* _TUGAS 1_
Daftarkan semua baris catatan di bawah yang mengandung kata "white".

* _ARTIKEL_
▬▬▬▬▬▬▬▬▬▬
Hakim Konstitusi Ahmad Fadlil Sumadi menerima kunjungan para siswa Madrasah Aliyah (MA) Asysyarifah Demak, Jawa Tengah, Jumat (4/1) pagi di Gedung Mahkamah Konstitusi (MK). Dalam kesempatan itu, Fadlil menjelaskan berbagai hal terkait MK dan kinerjanya, termasuk di dalamnya membahas mengenai berbagai macam bentuk putusan di MK.
“Produk kerja pengadilan adalah putusan. Di Mahkamah Konstitusi terdapat tiga bentuk putusan. Pertama, putusan yang menyatakan tidak dapat menerima kasus. Faktornya banyak, bisa dari yang mengajukan permohonan, dari kasusnya maupun dari pengadilan,” jelas Fadlil yang didampingi moderator Ahmad Salik selaku Kepala MA Asysyarifah Demak.
▬▬▬▬▬▬▬▬▬▬
* _DAFTAR CATATAN_
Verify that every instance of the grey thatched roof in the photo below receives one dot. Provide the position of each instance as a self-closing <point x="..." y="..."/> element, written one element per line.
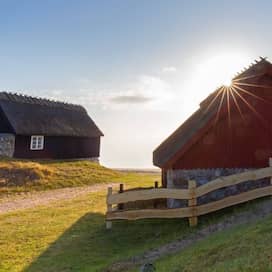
<point x="29" y="116"/>
<point x="167" y="150"/>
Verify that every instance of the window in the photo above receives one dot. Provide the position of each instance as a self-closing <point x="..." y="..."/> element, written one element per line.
<point x="36" y="142"/>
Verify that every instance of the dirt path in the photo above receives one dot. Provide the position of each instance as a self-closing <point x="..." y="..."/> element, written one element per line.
<point x="260" y="211"/>
<point x="33" y="199"/>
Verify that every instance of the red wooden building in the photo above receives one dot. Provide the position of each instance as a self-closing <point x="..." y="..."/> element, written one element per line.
<point x="231" y="129"/>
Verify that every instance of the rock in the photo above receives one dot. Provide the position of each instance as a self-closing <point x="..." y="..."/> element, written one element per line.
<point x="149" y="267"/>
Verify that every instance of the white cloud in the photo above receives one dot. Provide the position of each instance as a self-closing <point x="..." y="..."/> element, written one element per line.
<point x="169" y="69"/>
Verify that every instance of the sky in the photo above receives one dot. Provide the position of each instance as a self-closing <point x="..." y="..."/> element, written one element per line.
<point x="139" y="67"/>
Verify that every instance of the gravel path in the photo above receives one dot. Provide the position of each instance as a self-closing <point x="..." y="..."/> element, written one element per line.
<point x="33" y="199"/>
<point x="261" y="210"/>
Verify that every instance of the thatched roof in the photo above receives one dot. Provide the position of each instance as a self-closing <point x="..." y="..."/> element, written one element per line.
<point x="167" y="150"/>
<point x="34" y="116"/>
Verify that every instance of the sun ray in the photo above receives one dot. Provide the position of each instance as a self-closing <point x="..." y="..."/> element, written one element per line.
<point x="246" y="77"/>
<point x="236" y="103"/>
<point x="228" y="107"/>
<point x="213" y="100"/>
<point x="251" y="94"/>
<point x="220" y="104"/>
<point x="251" y="107"/>
<point x="253" y="85"/>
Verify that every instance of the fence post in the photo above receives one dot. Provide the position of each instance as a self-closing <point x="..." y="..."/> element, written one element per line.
<point x="192" y="202"/>
<point x="156" y="186"/>
<point x="109" y="209"/>
<point x="270" y="165"/>
<point x="121" y="190"/>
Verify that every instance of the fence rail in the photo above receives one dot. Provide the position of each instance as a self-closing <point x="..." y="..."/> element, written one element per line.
<point x="193" y="210"/>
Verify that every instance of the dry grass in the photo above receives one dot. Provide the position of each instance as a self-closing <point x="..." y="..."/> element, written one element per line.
<point x="24" y="176"/>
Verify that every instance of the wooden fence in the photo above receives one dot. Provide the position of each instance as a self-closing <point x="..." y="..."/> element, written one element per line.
<point x="191" y="194"/>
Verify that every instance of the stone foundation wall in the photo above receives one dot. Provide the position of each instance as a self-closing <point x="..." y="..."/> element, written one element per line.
<point x="179" y="179"/>
<point x="7" y="143"/>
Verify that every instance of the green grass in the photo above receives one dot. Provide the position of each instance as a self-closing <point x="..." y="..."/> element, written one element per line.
<point x="24" y="176"/>
<point x="244" y="248"/>
<point x="71" y="236"/>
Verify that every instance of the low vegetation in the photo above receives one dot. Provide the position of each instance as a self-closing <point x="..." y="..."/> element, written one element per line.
<point x="24" y="176"/>
<point x="244" y="248"/>
<point x="71" y="236"/>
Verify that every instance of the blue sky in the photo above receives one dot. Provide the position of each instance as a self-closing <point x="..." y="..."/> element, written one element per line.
<point x="139" y="67"/>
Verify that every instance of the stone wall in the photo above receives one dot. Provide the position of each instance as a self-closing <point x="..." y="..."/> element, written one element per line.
<point x="179" y="179"/>
<point x="7" y="143"/>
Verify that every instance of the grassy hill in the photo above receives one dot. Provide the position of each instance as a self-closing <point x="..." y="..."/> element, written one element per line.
<point x="244" y="248"/>
<point x="24" y="176"/>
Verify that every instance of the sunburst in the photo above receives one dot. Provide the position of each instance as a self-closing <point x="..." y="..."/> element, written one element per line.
<point x="238" y="93"/>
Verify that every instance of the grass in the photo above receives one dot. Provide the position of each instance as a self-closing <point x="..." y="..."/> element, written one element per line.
<point x="244" y="248"/>
<point x="24" y="176"/>
<point x="71" y="236"/>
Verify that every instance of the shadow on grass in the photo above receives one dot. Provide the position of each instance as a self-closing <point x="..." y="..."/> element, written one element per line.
<point x="88" y="246"/>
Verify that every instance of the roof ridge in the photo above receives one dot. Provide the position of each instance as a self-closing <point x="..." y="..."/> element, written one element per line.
<point x="22" y="98"/>
<point x="253" y="64"/>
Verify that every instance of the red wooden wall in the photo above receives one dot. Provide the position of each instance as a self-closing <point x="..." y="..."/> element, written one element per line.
<point x="244" y="141"/>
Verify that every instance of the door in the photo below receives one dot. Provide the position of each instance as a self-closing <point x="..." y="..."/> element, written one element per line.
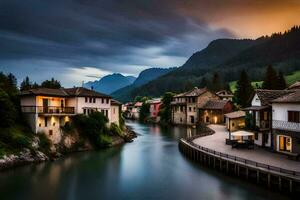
<point x="285" y="143"/>
<point x="45" y="105"/>
<point x="192" y="119"/>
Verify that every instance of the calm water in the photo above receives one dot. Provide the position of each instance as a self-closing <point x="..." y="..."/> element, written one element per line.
<point x="149" y="168"/>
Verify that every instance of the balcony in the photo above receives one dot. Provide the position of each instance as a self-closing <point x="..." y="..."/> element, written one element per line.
<point x="48" y="110"/>
<point x="263" y="124"/>
<point x="284" y="125"/>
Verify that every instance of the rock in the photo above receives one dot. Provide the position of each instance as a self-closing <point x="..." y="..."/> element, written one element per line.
<point x="35" y="143"/>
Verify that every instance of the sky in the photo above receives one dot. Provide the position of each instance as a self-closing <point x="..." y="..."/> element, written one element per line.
<point x="83" y="40"/>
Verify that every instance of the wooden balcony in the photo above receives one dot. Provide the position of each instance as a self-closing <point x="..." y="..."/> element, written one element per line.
<point x="51" y="110"/>
<point x="284" y="125"/>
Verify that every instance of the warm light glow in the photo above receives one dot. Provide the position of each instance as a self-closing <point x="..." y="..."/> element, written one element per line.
<point x="215" y="119"/>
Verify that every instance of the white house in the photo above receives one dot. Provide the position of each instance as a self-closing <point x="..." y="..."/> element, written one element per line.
<point x="47" y="110"/>
<point x="286" y="123"/>
<point x="261" y="111"/>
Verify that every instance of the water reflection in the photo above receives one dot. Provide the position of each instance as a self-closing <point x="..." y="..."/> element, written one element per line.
<point x="149" y="168"/>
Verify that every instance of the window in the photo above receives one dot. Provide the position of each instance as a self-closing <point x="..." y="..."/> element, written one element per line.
<point x="294" y="116"/>
<point x="46" y="121"/>
<point x="256" y="136"/>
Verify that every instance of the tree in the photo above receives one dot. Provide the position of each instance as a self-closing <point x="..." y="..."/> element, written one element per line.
<point x="26" y="84"/>
<point x="270" y="80"/>
<point x="244" y="90"/>
<point x="54" y="84"/>
<point x="281" y="84"/>
<point x="165" y="112"/>
<point x="8" y="113"/>
<point x="144" y="112"/>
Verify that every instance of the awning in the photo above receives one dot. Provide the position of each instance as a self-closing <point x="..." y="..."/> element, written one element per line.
<point x="242" y="133"/>
<point x="256" y="108"/>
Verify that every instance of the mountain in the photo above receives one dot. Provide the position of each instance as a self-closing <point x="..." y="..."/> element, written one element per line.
<point x="110" y="83"/>
<point x="228" y="57"/>
<point x="124" y="94"/>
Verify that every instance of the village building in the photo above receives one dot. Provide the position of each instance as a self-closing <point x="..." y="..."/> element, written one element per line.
<point x="115" y="111"/>
<point x="286" y="124"/>
<point x="295" y="86"/>
<point x="225" y="95"/>
<point x="235" y="120"/>
<point x="213" y="111"/>
<point x="47" y="110"/>
<point x="261" y="111"/>
<point x="155" y="108"/>
<point x="185" y="106"/>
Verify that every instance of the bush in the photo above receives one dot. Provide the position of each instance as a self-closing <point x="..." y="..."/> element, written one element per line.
<point x="115" y="130"/>
<point x="8" y="113"/>
<point x="45" y="143"/>
<point x="105" y="140"/>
▬▬▬▬▬▬▬▬▬▬
* _TUGAS 2_
Tolong salin seluruh artikel di atas tanpa perubahan apa pun.

* _JAWABAN TUGAS 1_
Verify that every instance of the white cloud in the photo above receives one dot. Provide the position of each instance as a self-closing <point x="..." y="..."/> element, written one element per line.
Verify that every instance of the white house in the photo above receives one dot. Provide the position of each instance as a self-closing <point x="..." y="..."/> element, written one element per line.

* _JAWABAN TUGAS 2_
Hakim Konstitusi Ahmad Fadlil Sumadi menerima kunjungan para siswa Madrasah Aliyah (MA) Asysyarifah Demak, Jawa Tengah, Jumat (4/1) pagi di Gedung Mahkamah Konstitusi (MK). Dalam kesempatan itu, Fadlil menjelaskan berbagai hal terkait MK dan kinerjanya, termasuk di dalamnya membahas mengenai berbagai macam bentuk putusan di MK.
“Produk kerja pengadilan adalah putusan. Di Mahkamah Konstitusi terdapat tiga bentuk putusan. Pertama, putusan yang menyatakan tidak dapat menerima kasus. Faktornya banyak, bisa dari yang mengajukan permohonan, dari kasusnya maupun dari pengadilan,” jelas Fadlil yang didampingi moderator Ahmad Salik selaku Kepala MA Asysyarifah Demak.